__SHORT EXERCISE__.
Rewrite the material below, putting "widest part" wherever "thickest part" occurs and keeping everything else the same.

[start]

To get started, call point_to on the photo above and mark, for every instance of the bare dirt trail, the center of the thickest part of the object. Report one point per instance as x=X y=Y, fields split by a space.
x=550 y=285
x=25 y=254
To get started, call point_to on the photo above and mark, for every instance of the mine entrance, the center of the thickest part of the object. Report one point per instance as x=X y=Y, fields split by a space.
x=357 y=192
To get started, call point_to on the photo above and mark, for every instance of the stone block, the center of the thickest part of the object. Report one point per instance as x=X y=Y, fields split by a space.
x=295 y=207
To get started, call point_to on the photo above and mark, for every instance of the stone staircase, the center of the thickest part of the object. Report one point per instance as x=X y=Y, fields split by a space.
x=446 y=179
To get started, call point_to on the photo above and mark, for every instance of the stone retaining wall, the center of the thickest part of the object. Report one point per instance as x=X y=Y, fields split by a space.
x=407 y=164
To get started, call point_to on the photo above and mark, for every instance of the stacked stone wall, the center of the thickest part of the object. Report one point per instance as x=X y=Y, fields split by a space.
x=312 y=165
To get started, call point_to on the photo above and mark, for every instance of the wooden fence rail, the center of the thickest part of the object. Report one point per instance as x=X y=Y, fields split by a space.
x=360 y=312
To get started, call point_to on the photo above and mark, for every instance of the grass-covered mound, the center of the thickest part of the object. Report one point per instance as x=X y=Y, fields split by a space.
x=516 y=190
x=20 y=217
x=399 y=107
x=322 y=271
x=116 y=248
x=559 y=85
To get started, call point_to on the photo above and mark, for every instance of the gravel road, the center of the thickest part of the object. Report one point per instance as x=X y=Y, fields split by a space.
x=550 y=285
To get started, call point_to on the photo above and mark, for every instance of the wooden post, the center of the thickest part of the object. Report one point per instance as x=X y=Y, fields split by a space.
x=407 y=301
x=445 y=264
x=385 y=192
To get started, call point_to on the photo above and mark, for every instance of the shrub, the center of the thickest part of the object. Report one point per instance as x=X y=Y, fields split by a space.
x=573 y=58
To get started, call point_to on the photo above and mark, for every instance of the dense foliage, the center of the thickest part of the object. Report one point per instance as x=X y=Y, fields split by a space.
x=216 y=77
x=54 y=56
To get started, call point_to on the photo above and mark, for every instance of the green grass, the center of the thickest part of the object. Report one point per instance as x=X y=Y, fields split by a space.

[end]

__EXERCISE SOLUTION__.
To get started, call point_to on the photo above and mark, for every instance of the bare dirt trail, the center of the widest part of the object. Report one point per instance as x=X y=Y, fields split by a space.
x=550 y=285
x=25 y=254
To get started, call point_to on the photo above and mark, for every instance of the mine entrance, the center of the widest part of the object. Report one point per instance as x=X y=Y, fields split by a space.
x=357 y=192
To get started, call point_to on the photo above and mark, for every instance of the stone block, the center of the widest part of the object. Report one point per instance as x=X y=Y, fields split by a space.
x=295 y=207
To get started, call point_to on the photo above and mark, for every instance of the stone staircase, the center of the widest part of the object. Report one point per instance as x=X y=Y, fields split by a space.
x=446 y=179
To get started, call point_to on the photo above and mark, for every instance of the stone retaining wall, the center of the widest part of the object. Report one point per instance as x=X y=Y, fields split by a space.
x=407 y=164
To get started, call point_to on the photo above and mark, for every instance of the stacked stone wall, the center of the widest part of the object. Report one point per instance as x=X y=Y, fields split by a space.
x=312 y=165
To get started, call point_to on the photo above and mark, for every instance of the wooden fence rail, the center of the widest part of the object. Report one point per instance as x=X y=Y, fields split by a space.
x=360 y=312
To get started, call point_to on the photo above and mark, for every instance of the grass-covered mound, the center of the widest part of the object. Report one point per instance as x=X y=Y, fields split by a space.
x=516 y=190
x=20 y=217
x=399 y=107
x=322 y=271
x=116 y=248
x=559 y=85
To get started, call point_to on the photo above and mark, for every instance of the gravel road, the center of the widest part of the object. Report one point per instance as x=X y=Y, fields split by a space.
x=550 y=285
To get started, call point_to on the photo above and mark, for every instance of the wooden post, the center of the widest part of the object. Report one point per instance as x=X y=Y, fields split by a space.
x=407 y=301
x=445 y=264
x=385 y=192
To get started, call point_to on the photo above and mark, for every instance of the shrub, the center of the widest part of the object. Report one point per instance as x=X y=Y, fields split by a space.
x=573 y=58
To get started, call point_to on the photo above and mark, for every instance of the dense foliage, the center of the widest part of the object. Report one point per instance as x=X y=Y, fields split by a space.
x=216 y=77
x=54 y=56
To get started, call point_to on the photo above and mark, for every instance of the green grass, the center of the widest part of the object. Report one point per instance as x=X y=Y, fields split by a space.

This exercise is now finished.